▶ **Source passage**:
※
To further evaluate and understand the importance of these fingerprints we determined whether they are present in the three well documented naturally occurring plant based drugs used clinically i.e. vincristine, vinblastine and paclitaxel. We find that in all the three drugs 9 out of the top 10 fingerprints are present (Table 7). This demonstrates that these structural fragments are important and contribute to determining the anti-cancerous inhibitory bioactivity of naturally occurring molecules.

Table 7 The presence (✓) and absence (✗) of the 10 fingerprints in the three clinically used drugs derived from natural products
PubChem FP Id Known natural product anticancer drugs
Vincristine Vinblastine Paclitaxel
797
818
12
179
3
143
712
704
334
711


Web server

In this study, we have developed and implemented this model in the form of a user-friendly webserver for prediction of the anti-cancerous activity potential of a naturally occurring compound derived from plants. The webserver has been established at http://smagarwal.in/npred/ and has been named NPred. The webserver has been developed using PHP and html language at the front end and is hosted on the linux environment. The user can either paste or upload a list of compounds in the SMILES format for virtual screening. Once the structures are provided, the result is generated by clicking the submit button. The server at the backend generates the PubChem fingerprints using the PaDEL package and predicts the probability score using the random forest algorithm implemented in the WEKA package. The output is then presented on a different html page and it shows the classifications of the queried compounds as either inhibitor or non-inhibitor along with a probability score. A screenshot of the webserver and the results page is also presented for better understanding (Fig. 1). Additionally, we have provided a link through which the complete datasets including the training, test and validation datasets can be downloaded. Although it is a requisite to compare the performance of a newly developed model with an existing one, it is not possible for us to compare our model as, to our knowledge, no such previous study has been undertaken using such a large dataset. In recent years it has been indicated that models which are made available for use as open access tools or webservers will enhance rapid development.25 Therefore, we have made efforts to make this server available so that it can assist investigators in scanning small molecule libraries and identifying structures of interest to biologists.
※
▶ **Supplied material**:
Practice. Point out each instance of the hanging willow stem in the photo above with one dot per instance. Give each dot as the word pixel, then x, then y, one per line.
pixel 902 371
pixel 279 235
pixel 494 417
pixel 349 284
※
Answer these questions from the NPred excerpt:
1. In each of the three clinically used drugs, how many of the top 10 fingerprints are present?
2. Which package does the server use to generate the PubChem fingerprints?
3. In what format does the user supply the list of compounds?
None of the material is needed for the task.

1. 9 out of the top 10.
2. The PaDEL package.
3. SMILES format.